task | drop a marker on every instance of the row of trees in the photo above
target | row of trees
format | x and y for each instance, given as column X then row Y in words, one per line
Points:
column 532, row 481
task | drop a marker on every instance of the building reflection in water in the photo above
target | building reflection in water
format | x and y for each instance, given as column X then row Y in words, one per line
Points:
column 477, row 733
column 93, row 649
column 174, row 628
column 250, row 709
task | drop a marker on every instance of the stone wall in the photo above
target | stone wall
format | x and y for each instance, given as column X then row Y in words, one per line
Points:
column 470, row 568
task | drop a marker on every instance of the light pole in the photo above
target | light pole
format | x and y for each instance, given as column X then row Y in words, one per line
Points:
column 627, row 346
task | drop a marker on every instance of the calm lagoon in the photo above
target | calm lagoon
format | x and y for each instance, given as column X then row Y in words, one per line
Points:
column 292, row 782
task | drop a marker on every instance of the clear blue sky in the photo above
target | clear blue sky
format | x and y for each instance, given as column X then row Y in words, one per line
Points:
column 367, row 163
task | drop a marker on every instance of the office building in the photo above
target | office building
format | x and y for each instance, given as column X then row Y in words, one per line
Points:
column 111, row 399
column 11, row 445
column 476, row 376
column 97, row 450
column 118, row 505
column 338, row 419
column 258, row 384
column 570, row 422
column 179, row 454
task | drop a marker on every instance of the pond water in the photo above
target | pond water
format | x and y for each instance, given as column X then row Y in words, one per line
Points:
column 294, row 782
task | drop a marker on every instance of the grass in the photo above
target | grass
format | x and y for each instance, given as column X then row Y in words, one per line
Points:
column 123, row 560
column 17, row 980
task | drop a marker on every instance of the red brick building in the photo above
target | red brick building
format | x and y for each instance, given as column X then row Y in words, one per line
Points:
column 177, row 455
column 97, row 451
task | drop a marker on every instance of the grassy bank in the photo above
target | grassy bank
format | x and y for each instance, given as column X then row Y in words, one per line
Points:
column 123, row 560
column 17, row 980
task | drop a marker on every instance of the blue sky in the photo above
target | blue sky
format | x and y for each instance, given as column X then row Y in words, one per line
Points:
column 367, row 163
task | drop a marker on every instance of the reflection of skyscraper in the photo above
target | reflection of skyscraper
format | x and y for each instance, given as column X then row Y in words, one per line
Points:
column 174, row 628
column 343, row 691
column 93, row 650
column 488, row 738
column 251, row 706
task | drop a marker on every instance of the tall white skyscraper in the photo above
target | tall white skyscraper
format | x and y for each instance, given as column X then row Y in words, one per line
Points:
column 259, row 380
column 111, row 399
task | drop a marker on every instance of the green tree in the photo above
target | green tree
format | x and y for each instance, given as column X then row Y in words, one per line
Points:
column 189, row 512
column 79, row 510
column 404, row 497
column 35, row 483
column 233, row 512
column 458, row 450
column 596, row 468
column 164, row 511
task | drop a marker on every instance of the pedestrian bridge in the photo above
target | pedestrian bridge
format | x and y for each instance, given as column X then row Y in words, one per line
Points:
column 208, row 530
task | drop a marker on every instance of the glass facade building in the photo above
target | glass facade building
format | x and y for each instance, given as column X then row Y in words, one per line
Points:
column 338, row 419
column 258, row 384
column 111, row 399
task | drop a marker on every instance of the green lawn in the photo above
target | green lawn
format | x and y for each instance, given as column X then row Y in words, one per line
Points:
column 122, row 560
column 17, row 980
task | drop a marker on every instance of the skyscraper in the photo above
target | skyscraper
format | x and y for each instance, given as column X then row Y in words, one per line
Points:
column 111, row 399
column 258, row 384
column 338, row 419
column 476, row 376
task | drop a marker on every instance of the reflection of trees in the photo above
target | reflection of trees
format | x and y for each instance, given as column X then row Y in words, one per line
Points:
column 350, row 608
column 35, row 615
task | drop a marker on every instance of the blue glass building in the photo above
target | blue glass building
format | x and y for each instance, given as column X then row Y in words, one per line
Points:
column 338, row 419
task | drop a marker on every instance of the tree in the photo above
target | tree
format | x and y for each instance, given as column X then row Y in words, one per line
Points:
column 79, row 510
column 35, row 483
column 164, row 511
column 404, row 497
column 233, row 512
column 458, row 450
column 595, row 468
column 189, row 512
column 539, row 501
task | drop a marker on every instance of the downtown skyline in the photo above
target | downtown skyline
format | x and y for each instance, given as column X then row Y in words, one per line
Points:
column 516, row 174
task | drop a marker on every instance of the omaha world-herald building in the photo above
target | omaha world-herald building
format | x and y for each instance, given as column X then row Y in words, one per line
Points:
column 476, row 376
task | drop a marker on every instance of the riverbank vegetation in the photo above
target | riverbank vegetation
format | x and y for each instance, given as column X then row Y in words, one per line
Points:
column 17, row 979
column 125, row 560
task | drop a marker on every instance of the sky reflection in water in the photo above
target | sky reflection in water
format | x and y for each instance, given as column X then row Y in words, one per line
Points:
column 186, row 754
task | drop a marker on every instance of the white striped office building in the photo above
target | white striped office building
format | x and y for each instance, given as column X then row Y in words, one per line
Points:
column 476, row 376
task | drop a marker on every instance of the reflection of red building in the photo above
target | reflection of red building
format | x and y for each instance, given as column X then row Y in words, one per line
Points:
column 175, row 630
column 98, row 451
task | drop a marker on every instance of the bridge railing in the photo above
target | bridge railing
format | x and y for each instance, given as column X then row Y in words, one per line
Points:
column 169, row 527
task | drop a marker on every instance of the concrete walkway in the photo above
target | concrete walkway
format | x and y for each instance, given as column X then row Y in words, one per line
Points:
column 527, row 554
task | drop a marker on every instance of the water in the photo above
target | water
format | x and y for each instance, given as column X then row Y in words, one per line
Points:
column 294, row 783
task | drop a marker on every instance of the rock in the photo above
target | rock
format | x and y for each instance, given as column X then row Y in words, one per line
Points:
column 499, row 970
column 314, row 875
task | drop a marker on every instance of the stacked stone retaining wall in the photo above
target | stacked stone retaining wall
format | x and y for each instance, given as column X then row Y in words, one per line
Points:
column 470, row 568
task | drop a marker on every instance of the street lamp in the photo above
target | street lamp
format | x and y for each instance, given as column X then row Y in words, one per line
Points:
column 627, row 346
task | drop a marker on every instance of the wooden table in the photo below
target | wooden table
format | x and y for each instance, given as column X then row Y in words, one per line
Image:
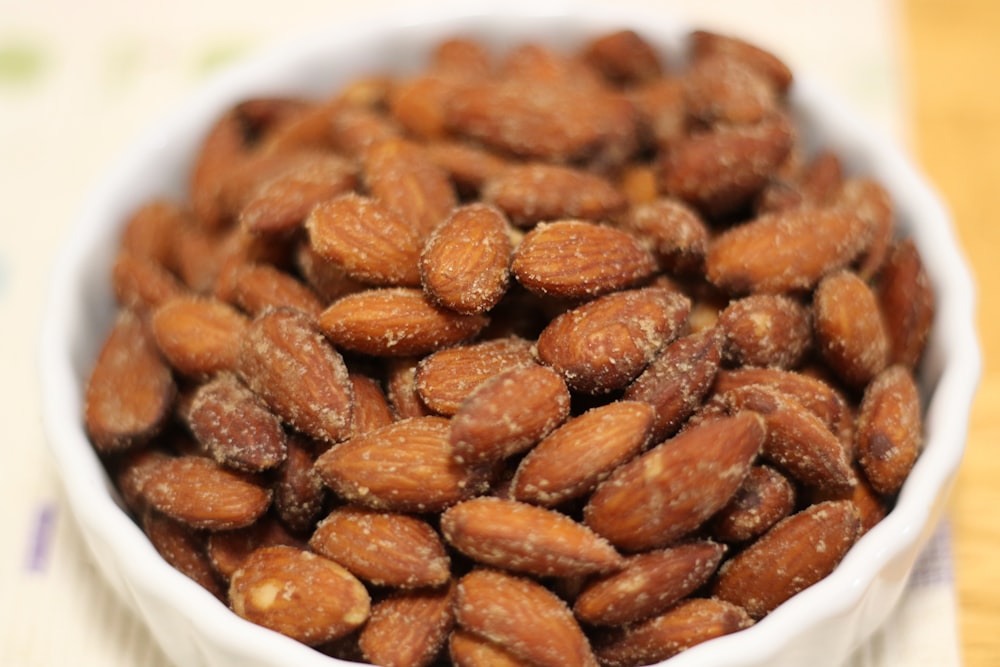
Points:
column 953, row 49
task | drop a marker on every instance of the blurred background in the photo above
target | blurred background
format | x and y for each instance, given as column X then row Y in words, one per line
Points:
column 80, row 80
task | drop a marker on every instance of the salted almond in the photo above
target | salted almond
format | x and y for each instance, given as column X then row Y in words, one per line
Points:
column 765, row 497
column 786, row 560
column 577, row 259
column 394, row 322
column 889, row 429
column 199, row 493
column 298, row 374
column 648, row 584
column 399, row 550
column 131, row 388
column 444, row 379
column 370, row 241
column 465, row 262
column 522, row 617
column 407, row 466
column 199, row 336
column 690, row 623
column 850, row 331
column 525, row 538
column 235, row 426
column 574, row 458
column 785, row 251
column 298, row 594
column 672, row 489
column 532, row 192
column 677, row 380
column 906, row 298
column 605, row 343
column 508, row 413
column 766, row 330
column 408, row 628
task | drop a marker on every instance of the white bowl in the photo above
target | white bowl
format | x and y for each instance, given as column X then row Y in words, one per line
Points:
column 820, row 626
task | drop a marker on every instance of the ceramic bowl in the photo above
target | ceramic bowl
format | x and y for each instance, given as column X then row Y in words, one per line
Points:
column 820, row 626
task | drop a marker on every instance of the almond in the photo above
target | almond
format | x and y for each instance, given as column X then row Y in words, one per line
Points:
column 796, row 553
column 648, row 584
column 508, row 413
column 130, row 389
column 395, row 321
column 522, row 617
column 672, row 489
column 299, row 594
column 525, row 538
column 604, row 344
column 407, row 466
column 465, row 262
column 298, row 374
column 578, row 259
column 573, row 459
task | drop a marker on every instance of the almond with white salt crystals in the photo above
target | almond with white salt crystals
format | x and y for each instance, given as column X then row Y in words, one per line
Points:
column 465, row 262
column 130, row 389
column 788, row 558
column 522, row 617
column 785, row 251
column 407, row 466
column 508, row 414
column 576, row 259
column 395, row 322
column 299, row 594
column 524, row 538
column 399, row 550
column 605, row 343
column 574, row 458
column 672, row 489
column 286, row 361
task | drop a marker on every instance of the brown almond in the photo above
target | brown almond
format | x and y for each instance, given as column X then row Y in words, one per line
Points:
column 508, row 414
column 298, row 594
column 130, row 389
column 298, row 374
column 648, row 584
column 199, row 493
column 522, row 617
column 672, row 489
column 577, row 259
column 383, row 548
column 395, row 321
column 786, row 559
column 889, row 429
column 524, row 538
column 572, row 460
column 407, row 466
column 465, row 262
column 605, row 343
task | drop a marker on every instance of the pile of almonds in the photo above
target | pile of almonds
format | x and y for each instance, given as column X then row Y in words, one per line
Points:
column 527, row 359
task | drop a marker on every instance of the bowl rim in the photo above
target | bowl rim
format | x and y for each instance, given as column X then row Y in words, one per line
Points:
column 92, row 500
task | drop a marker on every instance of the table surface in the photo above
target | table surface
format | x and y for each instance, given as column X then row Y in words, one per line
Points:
column 952, row 48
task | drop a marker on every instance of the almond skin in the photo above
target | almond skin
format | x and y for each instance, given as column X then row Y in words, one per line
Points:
column 286, row 361
column 573, row 459
column 522, row 617
column 299, row 594
column 578, row 259
column 788, row 558
column 465, row 263
column 673, row 488
column 508, row 413
column 605, row 343
column 382, row 548
column 525, row 538
column 407, row 466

▶ [WORK INSTRUCTIONS] Write out the material above exactly, please, from its first line up to and including the line where "target | building reflection in water" appears, and stop there.

▶ [TASK ANSWER]
task | drop a marker on every instance of the row of trees in the photo above
target | row of trees
format | x and y for each instance, given as column X then row Y in words, one per line
Points:
column 532, row 481
task | drop a marker on every instance of the building reflection in water in the photo above
target | building reflection in water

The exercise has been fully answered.